_YOUR INSTRUCTIONS:_ Please write out the passage below about the retired pope's death word for word, starting with "At a previously" and going on through "virtue of kindness.".

The retired pope was 95 years old. A statement from Matteo Bruni, the Vatican spokesman, didn’t specify the cause of death.
Pope Francis
told pilgrims on Wednesday at the Vatican that his predecessor was very sick, and Mr. Bruni told reporters Benedict’s health had deteriorated earlier that day “due to advancing age.”
Pope Benedict’s body will lie in state in St. Peter’s Basilica from Monday morning until Wednesday evening, the Vatican said. The funeral will take place on Jan. 5 at St. Peter’s Square, presided over by Pope Francis, Mr. Bruni said. Benedict will then be buried alongside other popes in the Vatican Grottoes under the basilica.
At a previously scheduled liturgy in the basilica on Saturday evening, Pope Francis paid tribute to his predecessor as the embodiment of the virtue of kindness.

_INFORMATION SUPPLIED:_

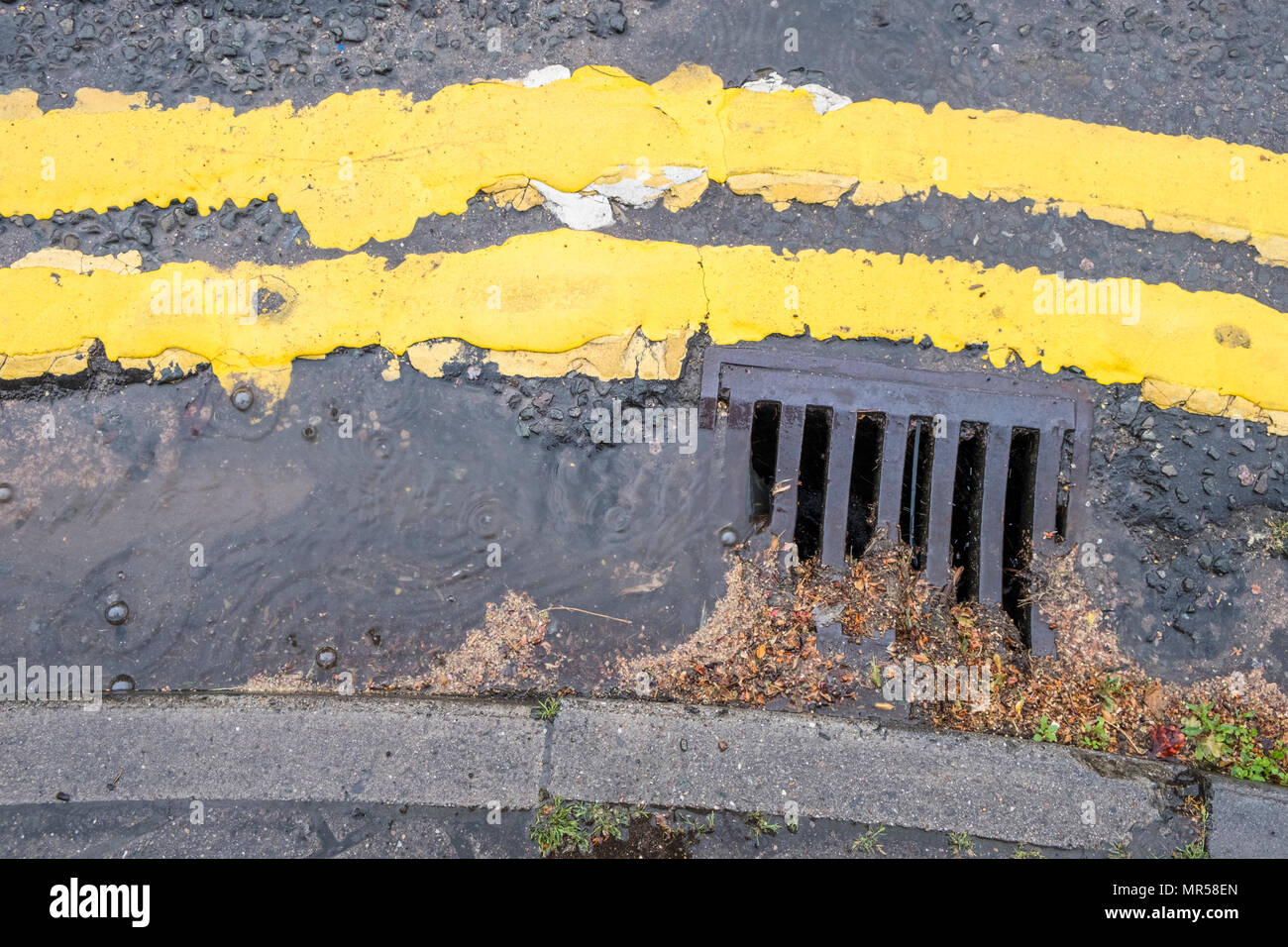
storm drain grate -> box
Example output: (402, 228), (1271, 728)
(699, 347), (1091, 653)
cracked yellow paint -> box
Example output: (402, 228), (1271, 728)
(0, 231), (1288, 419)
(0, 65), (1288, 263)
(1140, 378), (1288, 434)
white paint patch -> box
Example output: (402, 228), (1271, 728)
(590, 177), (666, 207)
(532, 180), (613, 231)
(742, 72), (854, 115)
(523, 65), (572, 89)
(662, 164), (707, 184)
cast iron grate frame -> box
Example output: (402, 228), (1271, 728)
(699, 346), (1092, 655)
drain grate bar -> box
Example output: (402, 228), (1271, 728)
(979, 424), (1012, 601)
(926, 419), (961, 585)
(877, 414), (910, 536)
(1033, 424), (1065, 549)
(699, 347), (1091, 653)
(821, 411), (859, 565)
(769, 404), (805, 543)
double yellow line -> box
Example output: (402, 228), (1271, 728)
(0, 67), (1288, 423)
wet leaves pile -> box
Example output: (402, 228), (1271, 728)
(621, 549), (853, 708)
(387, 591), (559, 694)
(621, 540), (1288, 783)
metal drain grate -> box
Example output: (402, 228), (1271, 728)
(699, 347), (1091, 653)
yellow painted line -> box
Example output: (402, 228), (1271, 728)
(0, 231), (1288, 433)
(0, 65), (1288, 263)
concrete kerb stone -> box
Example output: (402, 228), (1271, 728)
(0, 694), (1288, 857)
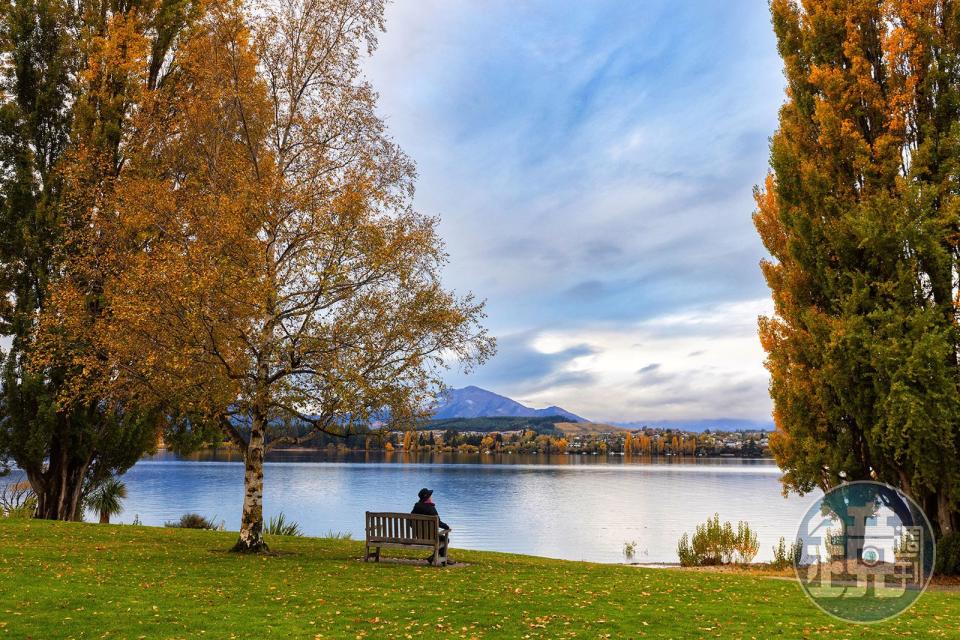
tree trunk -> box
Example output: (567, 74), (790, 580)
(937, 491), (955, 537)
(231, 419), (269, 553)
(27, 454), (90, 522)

_WRITTEN SOLUTION:_
At a previously scheduled liturgy in the basilica on Saturday evening, Pope Francis paid tribute to his predecessor as the embodiment of the virtue of kindness.